§ **Passage shown**
☆ ☆ ☆ ☆
A covered entity must take reasonable steps to protect PHI, mitigate harm, and prevent further breaches. This may involve terminating the contract with a business associate that doesn’t abide by the written agreement.
The covered entity is ultimately responsible for any unauthorized access to protected health information or breach of unsecured data.
State law may set regulations and breach notification requirements above and beyond HIPAA for a covered entity or business associate.
For instance, in California, patients must give specific authorization before PHI is shared with business associates.
Colorado requires breach notifications be sent to affected individuals and the state attorney general within 30 days.
Covered entities and business associates need to make sure that they are following state law in addition to what HIPAA requires.
Updates to HIPAA took effect in the beginning of 2023. These changes require a covered entity to verify the identity of someone asking for PHI. Covered entities also have a broadened scope for disclosing PHI in the event of a threat to patient or community health and safety.
Several bills before Congress have also proposed shortening the notification rule in case of a cyberattack. While nothing has passed into law as of yet, covered entities and business associates need to keep abreast of any changes to the HIPAA breach notification rule.
Penalties for HIPAA violations can vary quite a bit depending on the harm caused, the presence or absence of malicious intent, and the mitigation actions taken. Violations can be administrative, civil, or criminal.
Administrative violations are generally the least serious and are investigated by the Centers for Medicare and Medicaid Services (CMS). Though CMS has the authority to assess fines, they have only issued corrective actions as of 2023.
☆ ☆ ☆ ☆
§ **Extracted data**
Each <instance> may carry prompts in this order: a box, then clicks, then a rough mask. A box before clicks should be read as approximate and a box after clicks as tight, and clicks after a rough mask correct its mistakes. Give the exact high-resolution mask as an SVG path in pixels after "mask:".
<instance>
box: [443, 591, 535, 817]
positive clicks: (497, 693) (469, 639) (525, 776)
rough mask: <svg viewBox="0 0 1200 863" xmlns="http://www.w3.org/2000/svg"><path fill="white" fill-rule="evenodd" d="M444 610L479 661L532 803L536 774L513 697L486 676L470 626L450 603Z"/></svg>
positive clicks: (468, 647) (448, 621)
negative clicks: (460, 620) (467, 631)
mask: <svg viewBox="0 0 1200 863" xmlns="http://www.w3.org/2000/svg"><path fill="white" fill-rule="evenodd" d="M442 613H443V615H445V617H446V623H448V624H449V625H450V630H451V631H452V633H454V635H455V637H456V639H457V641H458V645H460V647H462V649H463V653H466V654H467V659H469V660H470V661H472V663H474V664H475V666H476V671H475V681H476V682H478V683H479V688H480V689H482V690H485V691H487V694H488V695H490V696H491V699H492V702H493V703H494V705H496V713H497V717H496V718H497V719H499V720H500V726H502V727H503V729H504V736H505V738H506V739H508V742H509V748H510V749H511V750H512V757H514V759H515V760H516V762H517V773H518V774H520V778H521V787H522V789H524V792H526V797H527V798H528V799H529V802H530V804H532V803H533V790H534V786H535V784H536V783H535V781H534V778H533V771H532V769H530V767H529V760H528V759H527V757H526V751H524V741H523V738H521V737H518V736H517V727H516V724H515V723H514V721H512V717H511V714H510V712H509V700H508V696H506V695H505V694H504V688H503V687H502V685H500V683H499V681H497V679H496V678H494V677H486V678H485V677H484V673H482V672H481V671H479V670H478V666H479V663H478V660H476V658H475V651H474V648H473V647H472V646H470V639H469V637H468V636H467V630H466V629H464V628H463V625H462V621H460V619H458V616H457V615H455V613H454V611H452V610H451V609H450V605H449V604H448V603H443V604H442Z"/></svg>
☆ ☆ ☆ ☆
§ **Your task**
Answer these from the HIPAA passage:
1. How many days does Colorado allow for sending breach notifications to affected individuals and the state attorney general?
2. Under the HIPAA updates that took effect at the beginning of 2023, whose identity must a covered entity verify?
3. Which agency investigates administrative violations?
The data plays no part in what comes next.

§ **Task result**
1. 30 days.
2. The identity of someone asking for PHI.
3. The Centers for Medicare and Medicaid Services (CMS).